[Task description] Reproduce verbatim the rows below, starting with the line that contains "Target: shadowed rock face" and continuing through the end of the rows, both ends included. Omit the pictures from your answer.

[Records provided]

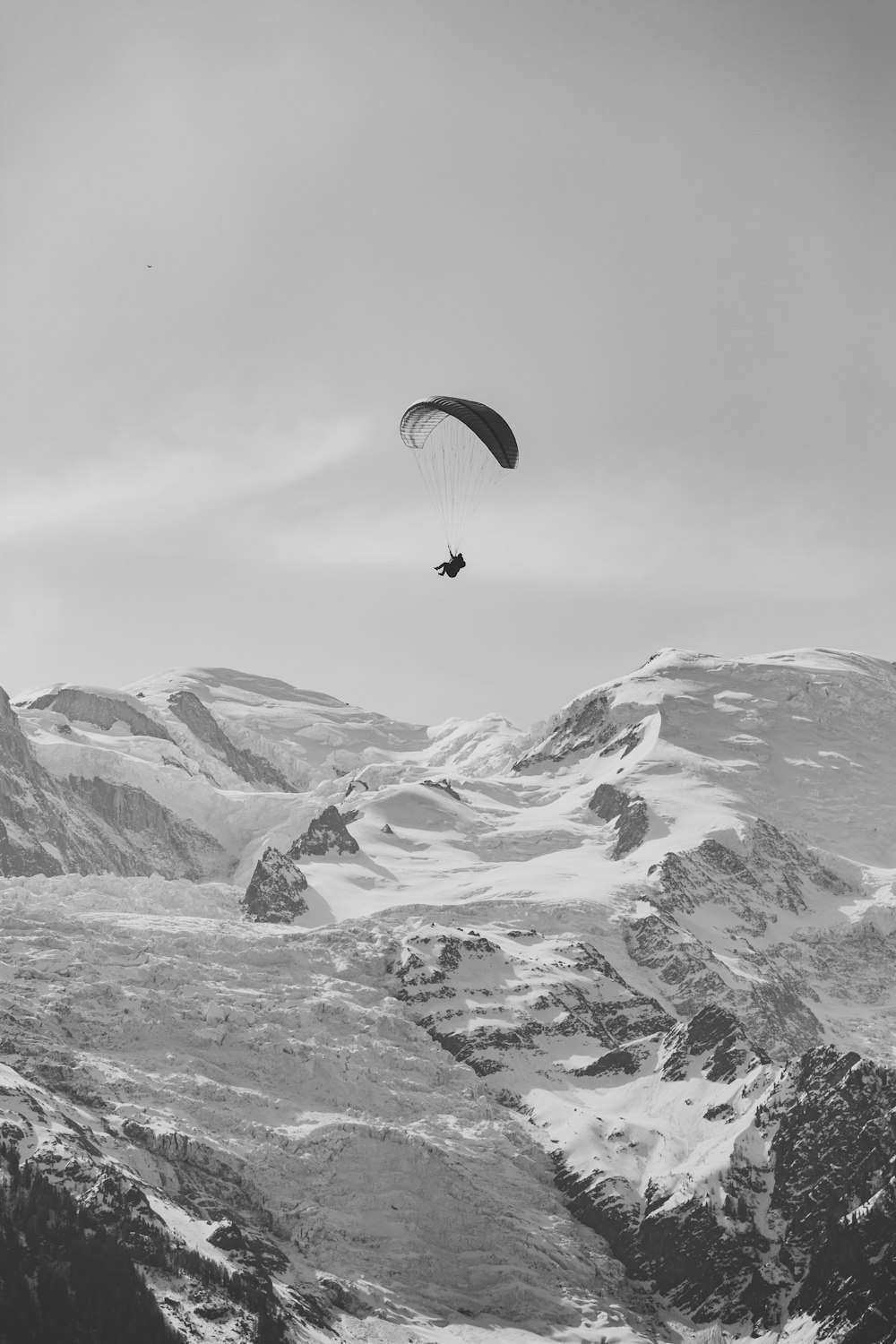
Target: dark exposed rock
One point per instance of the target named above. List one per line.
(771, 875)
(101, 710)
(444, 785)
(806, 1214)
(614, 1062)
(160, 841)
(274, 894)
(592, 1000)
(715, 1034)
(772, 1008)
(325, 833)
(89, 825)
(587, 726)
(204, 726)
(627, 811)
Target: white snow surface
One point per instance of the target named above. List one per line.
(296, 1082)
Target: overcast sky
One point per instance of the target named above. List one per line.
(238, 239)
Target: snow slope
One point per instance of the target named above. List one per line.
(552, 991)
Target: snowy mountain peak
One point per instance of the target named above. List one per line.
(330, 972)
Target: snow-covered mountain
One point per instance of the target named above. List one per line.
(583, 1031)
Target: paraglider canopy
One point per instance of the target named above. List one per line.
(461, 448)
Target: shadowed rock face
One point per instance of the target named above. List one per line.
(101, 710)
(627, 811)
(719, 1037)
(89, 825)
(204, 726)
(325, 833)
(821, 1145)
(274, 894)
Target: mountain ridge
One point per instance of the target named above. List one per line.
(648, 940)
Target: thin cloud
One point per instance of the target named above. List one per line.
(144, 487)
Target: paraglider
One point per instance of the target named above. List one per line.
(461, 448)
(452, 567)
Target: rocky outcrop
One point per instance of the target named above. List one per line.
(713, 1043)
(101, 710)
(274, 894)
(809, 1190)
(152, 839)
(89, 825)
(444, 785)
(627, 811)
(771, 1005)
(772, 874)
(584, 999)
(325, 835)
(204, 726)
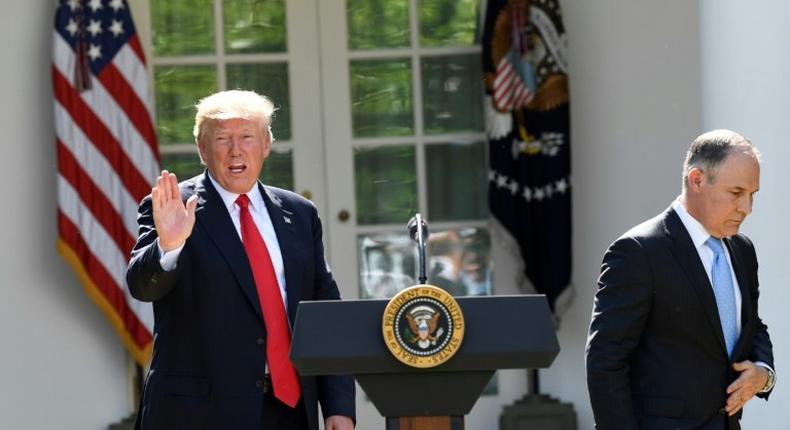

[Task result]
Target: shadowed rock face
One point per instance of the target named above. List one per line.
(101, 710)
(627, 811)
(719, 1037)
(89, 825)
(204, 726)
(325, 833)
(821, 1145)
(274, 894)
Target: mountain ridge
One point per instance of the target named above. List one per line.
(648, 940)
Target: thin cloud
One point per instance of the target named above. List one per line.
(144, 487)
Target: paraglider
One point per instance of the target named above. List one per line.
(461, 448)
(452, 567)
Target: rocky outcrop
One point per instance of the target named above. List one per line.
(713, 1043)
(101, 710)
(274, 894)
(809, 1190)
(152, 839)
(89, 825)
(444, 785)
(627, 811)
(771, 1005)
(772, 874)
(584, 999)
(325, 835)
(204, 726)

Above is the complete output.